Problèmes à résoudre
1 - Expliquez en une à trois phrases pourquoi, d'après l'extrait, la Cour de cassation a donné tort à l'employeur malgré la médiation qu'il avait organisée.
2 - Recopiez fidèlement le passage de l'extrait qui commence par les mots contenant "Seulement, au cours" et se termine par "de leur salarié.".

Extrait
________________________
Elle s’est ainsi faite licenciée 3 ans après l’échec d’une médiation et un arrêt maladie pour « licenciement pour inaptitude sans possibilité de reclassement » déclarée par la médecine du travail.

Seulement, au cours du procès, bien que l’employeur ait donné un argumentaire détaillé et complet démontrant qu’il a pris les mesures nécessaires à la sauvegarde de la santé de la salarié, notamment en démontrant qu’une médiation a bien eu lieu, la Cour de cassation a estimé que « l’employeur n’a pas pris toutes les mesures utiles pour régler avec impartialité le conflit existant. »

Ainsi, cette décision montre que l’employeur doit TOUT mettre en œuvre pour le bien-être de leur salarié.

Si cette obligation de santé/sécurité de l’employeur est reconnue comme étant une obligation de moyen renforcé depuis l’arrêt du 25 novembre 2015, il faut quand même reconnaître que les juges ont tendance à la traiter comme une obligation de résultat, comme la loi le prévoit d’ailleurs.
________________________
Extraits de données:
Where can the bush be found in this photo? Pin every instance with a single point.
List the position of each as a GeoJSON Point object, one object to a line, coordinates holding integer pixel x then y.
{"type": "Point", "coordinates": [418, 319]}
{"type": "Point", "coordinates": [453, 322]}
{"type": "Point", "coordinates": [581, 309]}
________________________
Corrigé des exercices
1 - L'employeur avait pourtant présenté un argumentaire détaillé prouvant qu'une médiation avait bien eu lieu. La Cour de cassation a toutefois estimé qu'il n'avait « pas pris toutes les mesures utiles pour régler avec impartialité le conflit existant ».

2 -
Seulement, au cours du procès, bien que l’employeur ait donné un argumentaire détaillé et complet démontrant qu’il a pris les mesures nécessaires à la sauvegarde de la santé de la salarié, notamment en démontrant qu’une médiation a bien eu lieu, la Cour de cassation a estimé que « l’employeur n’a pas pris toutes les mesures utiles pour régler avec impartialité le conflit existant. »

Ainsi, cette décision montre que l’employeur doit TOUT mettre en œuvre pour le bien-être de leur salarié.